Teks Dokumen ▸
────────────────────────────────────────
Tingkatkan Investasi dan Produktivitas Hutan Produksi, Ini Terobosan Pemerintah

oleh
oleh

Jakarta, iS – Kementerian Lingkungan Hidup dan Kehutanan (KLHK) dan Sekretaris Jenderal KLHK, yang juga pelaksana tugas (Plt) Direktur Jenderal Pengelolaan Hutan Produksi Lestari (PHPL) KLHK, Bambang Hendroyono, melalkukan jumpa pers terkait penyiapan terobosan untuk meningkatkan Hutan Produksi di Indonesia, Jakarta (03/01).

Beberapa terobosan dimaksud Bambang antara lain adalah kemudahan investasi pemanfaatan Hutan Produksi, pengembangan usaha di Hutan Alam (HA) dan Hutan Tanaman Industri (HTI), pengembangan Hasil Hutan Bukan Kayu (HHBK) dan Jasa Lingkungan, kemudahan investasi industri dan ekspor produk hasil hutan, serta optimalisasi Penerimaan Negara Bukan Pajak (PNBP).

Kontribusi Hutan Produksi terhadap ekonomi Indonesia pada tahun 2019 dapat dikatakan menurun. Dari PNBP misalnya, pada tahun 2019 tercatat penerimaan sebesar 2,73 trilyun Rupiah, lebih kecil dari tahun 2018 yang mencapai 2,86 trilyun Rupiah. Produksi kayu bulat pada tahun 2019 dari HA sebanyak 6,77 juta m3, HTI sebanyak 36,23 juta m3. Jumlah tersebut produksinya menurun dari tahun 2018, yang mana dari HA memproduksi kayu bulat sebesar 8,60 juta m3, dan HTI sebesar 40,14 juta m3. Tingkat investasi juga menurun, tahun 2019 nilai investasi sebesar 128,14 trilyun Rupiah, sedangkan tahun 2018 lebih besar yaitu 155,71 trilyun rupiah.
────────────────────────────────────────
Kumpulan Data ▸
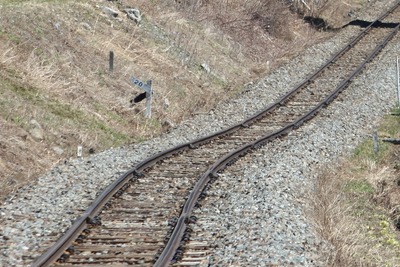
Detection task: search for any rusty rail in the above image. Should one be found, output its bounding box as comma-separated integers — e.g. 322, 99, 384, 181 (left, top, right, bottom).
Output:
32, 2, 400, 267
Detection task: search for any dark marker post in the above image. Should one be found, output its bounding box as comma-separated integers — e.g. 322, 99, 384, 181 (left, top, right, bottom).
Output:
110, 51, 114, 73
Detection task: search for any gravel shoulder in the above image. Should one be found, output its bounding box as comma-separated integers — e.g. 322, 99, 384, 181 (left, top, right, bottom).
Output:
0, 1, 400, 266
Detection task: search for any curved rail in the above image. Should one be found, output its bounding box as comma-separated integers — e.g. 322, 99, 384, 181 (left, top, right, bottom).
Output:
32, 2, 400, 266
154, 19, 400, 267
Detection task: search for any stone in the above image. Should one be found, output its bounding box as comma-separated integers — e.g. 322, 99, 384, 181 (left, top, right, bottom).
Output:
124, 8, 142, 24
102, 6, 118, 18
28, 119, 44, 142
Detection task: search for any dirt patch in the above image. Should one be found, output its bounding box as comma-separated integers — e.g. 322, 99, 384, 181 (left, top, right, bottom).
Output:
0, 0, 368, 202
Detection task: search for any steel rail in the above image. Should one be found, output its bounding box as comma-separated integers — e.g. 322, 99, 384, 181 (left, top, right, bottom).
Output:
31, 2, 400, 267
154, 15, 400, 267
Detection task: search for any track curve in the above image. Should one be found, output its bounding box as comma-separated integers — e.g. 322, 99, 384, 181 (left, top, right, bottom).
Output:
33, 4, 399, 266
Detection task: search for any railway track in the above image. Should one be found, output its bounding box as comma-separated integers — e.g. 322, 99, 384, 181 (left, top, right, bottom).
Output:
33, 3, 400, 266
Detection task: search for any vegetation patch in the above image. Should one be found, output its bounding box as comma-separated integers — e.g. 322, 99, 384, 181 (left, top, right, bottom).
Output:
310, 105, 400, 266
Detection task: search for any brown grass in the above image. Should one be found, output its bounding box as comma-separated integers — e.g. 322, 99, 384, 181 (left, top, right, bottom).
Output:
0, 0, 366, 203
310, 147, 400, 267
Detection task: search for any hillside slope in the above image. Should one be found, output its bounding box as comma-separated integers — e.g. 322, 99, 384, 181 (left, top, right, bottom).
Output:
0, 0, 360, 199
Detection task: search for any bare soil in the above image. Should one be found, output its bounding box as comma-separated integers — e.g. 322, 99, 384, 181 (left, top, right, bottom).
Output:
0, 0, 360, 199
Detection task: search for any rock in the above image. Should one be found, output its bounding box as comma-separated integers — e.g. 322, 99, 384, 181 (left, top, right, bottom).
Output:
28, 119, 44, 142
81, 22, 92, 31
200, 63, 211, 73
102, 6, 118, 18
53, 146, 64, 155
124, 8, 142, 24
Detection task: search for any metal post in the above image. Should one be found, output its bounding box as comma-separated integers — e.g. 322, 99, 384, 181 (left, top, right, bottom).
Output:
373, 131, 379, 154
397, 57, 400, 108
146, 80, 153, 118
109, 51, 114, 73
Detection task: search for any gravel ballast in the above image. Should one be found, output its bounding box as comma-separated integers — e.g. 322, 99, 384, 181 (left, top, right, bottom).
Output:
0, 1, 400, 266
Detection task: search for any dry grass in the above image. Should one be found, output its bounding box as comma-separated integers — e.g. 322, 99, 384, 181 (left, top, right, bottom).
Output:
────────────────────────────────────────
Instruksi Tugas ▸ Berapa penerimaan PNBP yang tercatat pada tahun 2019 menurut berita tentang hutan produksi?

Jawaban Benar ▸ 2,73 trilyun Rupiah.